======== Texto seleccionado

Departamento de Humanidades UAM-AZC

Tema y Variaciones de Literatura 52.- Altazor y las vanguardias hispanoamericanas.

Información de la Publicación

  Publicación : Tema y Variaciones de Literatura
  Presentación : Carlos Gómez Carro
Enrique López Aguilar
  Titulo : 52.- Altazor y las vanguardias hispanoamericanas.

Número completo

 Resumen Presentación Dossier

El tema de las vanguardias en Hispanoamérica está íntimamente relacionado con el tema de la modernidad. Una modernidad de “papel maché”, como aseguraría Carlos Fuentes en su momento, pues es una modernidad que no terminaba por aclimatarse a nuestra cultura e historia, a la que siempre habríamos llegado tarde. A destiempo de los grandes momentos de la cultura universal, como reflexionara Alfonso Reyes en La inteligencia americana, texto que difundiera, inicialmente, desde la cosmopolita revista Sur, de Buenos Aires, en el ya lejano año de 1933.
Se constituía con ello una paradoja de difícil resolución: mientras que, para el mundo europeo, las vanguardias se postulaban como una mirada hacia el futuro, como una avanzada de lo que habría de ser del arte; en nuestro subcontinente, las vanguardias querían, especialmente, realizar una especie de actualización de sus procedimientos y artificios, respecto del canon artístico universal, especialmente en lo relativo a su literatura.
Lo cierto es que, en Hispanoamérica, desde los tiempos de su fundación, en los años de cruz y sangre de la conquista, cohabitarían muy diversos niveles de civilización, en los que, como advertiría Ramón López Velarde, igual conviven “católicos de Pedro el ermitaño / y jacobinos de época terciaria” (lo señala en su poema “La bizarra capital de mi estado”, 1916), a los que podríamos agregar los más diversos tintes rupestres, al lado de manifestaciones estéticas de legítima universalidad. Mientras, Manuel Gutiérrez Nájera se empeñaba en hacer de la calle de Plateros (hoy Madero), en Ciudad de México, una extensión de los sueños parisinos, en una especie de paroxismo imaginario, piénsese, de cualquier modo, en su muy grato poema “La duquesa Job” (1884):

No tiene alhajas mi duquesita,
pero es tan guapa, y es tan bonita,
y tiene un perro tan v’lan, tan pschutt;
de tal manera trasciende a Francia,
que no la igualan en elegancia
ni las clientes de Hélene Kossut.

================

**Ejercicios por resolver**
a. Indica si cada afirmación coincide con el texto sobre las vanguardias hispanoamericanas. Responde sí o no y cita literalmente las palabras que lo deciden. (i) Alfonso Reyes difundió inicialmente La inteligencia americana desde la revista Sur en 1933. (ii) Para el mundo europeo, las vanguardias buscaban sobre todo actualizar sus procedimientos respecto del canon artístico universal. (iii) El poema "La bizarra capital de mi estado" es de 1916.
b. Prosigue el texto sobre las vanguardias hispanoamericanas a partir de la estrofa citada con la que termina.
No es necesario consultar el listado.

======== Extracto de datos

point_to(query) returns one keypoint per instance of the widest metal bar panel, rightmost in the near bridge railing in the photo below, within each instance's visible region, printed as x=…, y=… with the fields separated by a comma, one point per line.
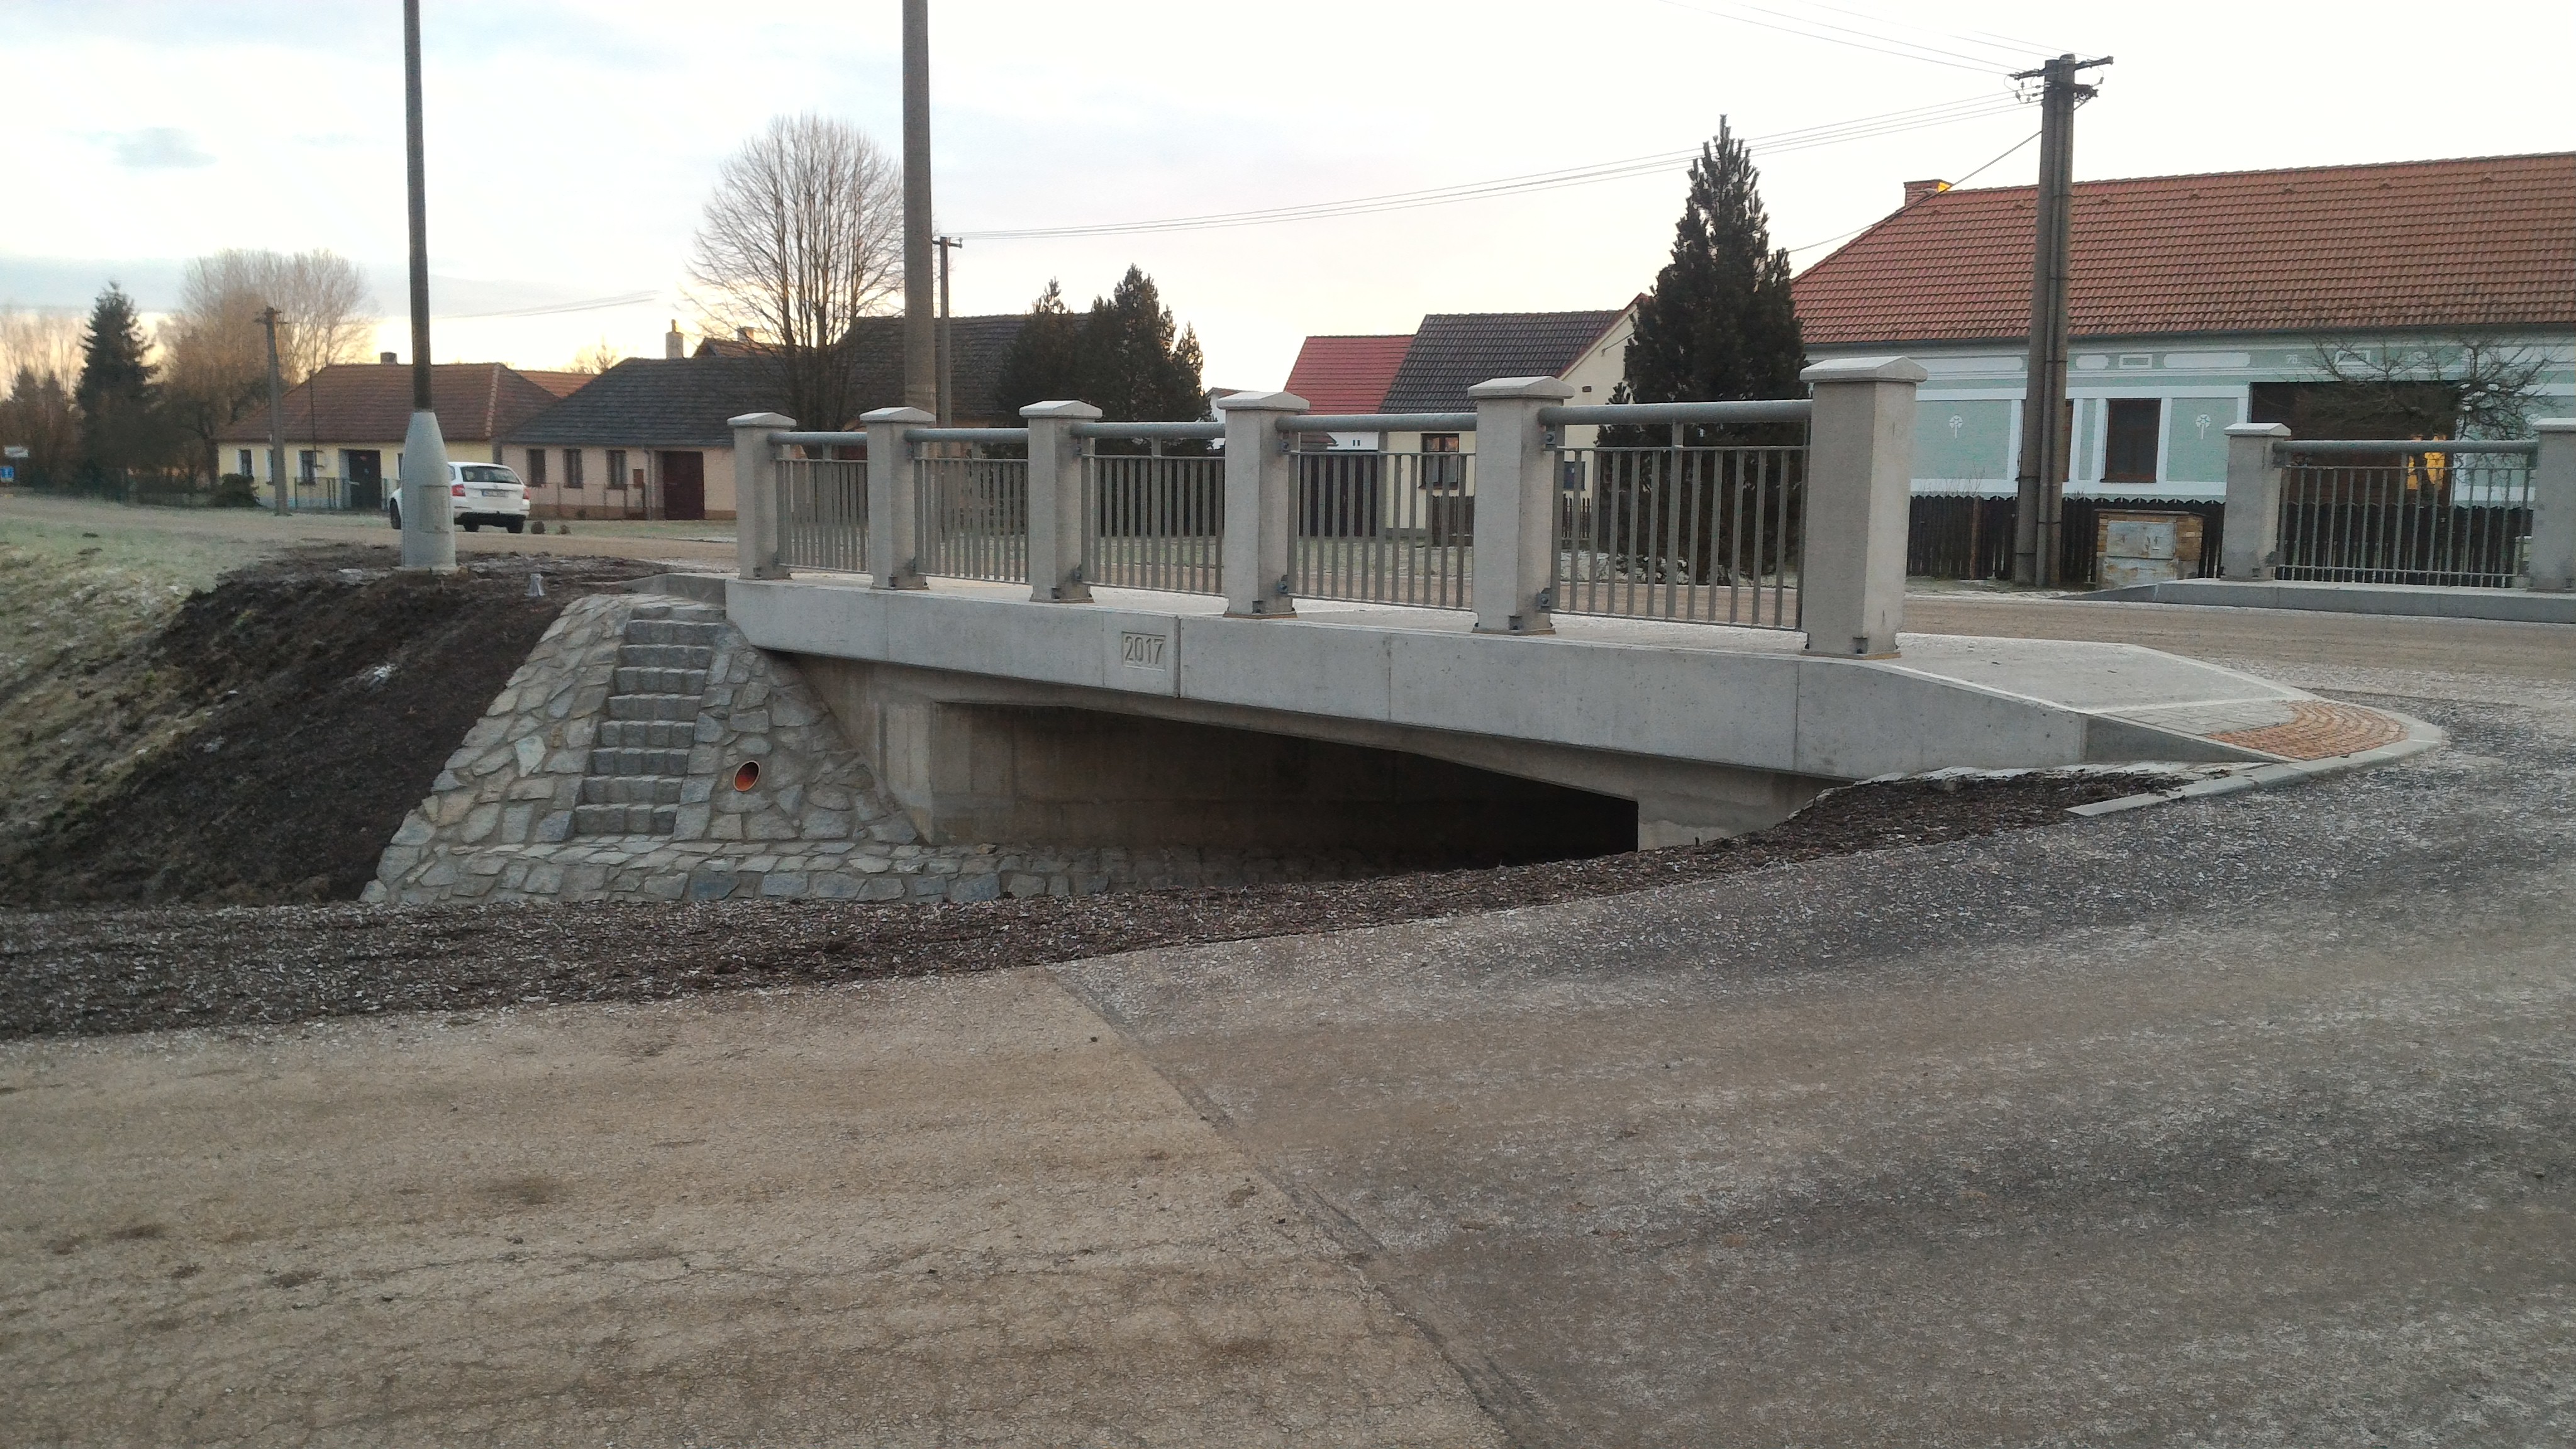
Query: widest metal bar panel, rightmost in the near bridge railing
x=1704, y=535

================

**Conjunto de respuestas**
a.
(i) Sí: "texto que difundiera, inicialmente, desde la cosmopolita revista Sur, de Buenos Aires, en el ya lejano año de 1933".
(ii) No: "para el mundo europeo, las vanguardias se postulaban como una mirada hacia el futuro, como una avanzada de lo que habría de ser del arte".
(iii) Sí: "(lo señala en su poema “La bizarra capital de mi estado”, 1916)".

b.
Plateros no es menos elegante ni moderno, quizás en un pletórico esfuerzo imaginario, que Les Champs-Élysées. No obstante la vigorosa modernidad de Gutiérrez Nájera (sin duda, el primer escritor profesional de México, pues él sí vivía de sus notas periodísticas), en otros ámbitos de la patria mexicana e hispanohablante se debatían, en muchos casos, en polémicas cuaternarias. El tema de la nivelación cultural y económica era (y sigue siendo) el asunto central de las discusiones en nuestras capitales y provincias. No se intentaba tanto, en nuestros ambientes de cantina y de barriada, inventar el futuro, como desde Berlín, Londres o Barcelona se propusieron las vanguardias europeas, sino, simplemente, estar al día: ser modernos, a pesar nuestro. ¿No, acaso, era ese el ideario de los Contemporáneos? A los que después, con agua fría, Borges declararía acerca de ese ideario que el ser contemporáneos no podía ser una aspiración, sino una fatalidad: ser contemporáneos de los demás hombres y mujeres es condición irremediable, pues a cada uno le toca, sin poder elegir, ser personaje de su tiempo.1.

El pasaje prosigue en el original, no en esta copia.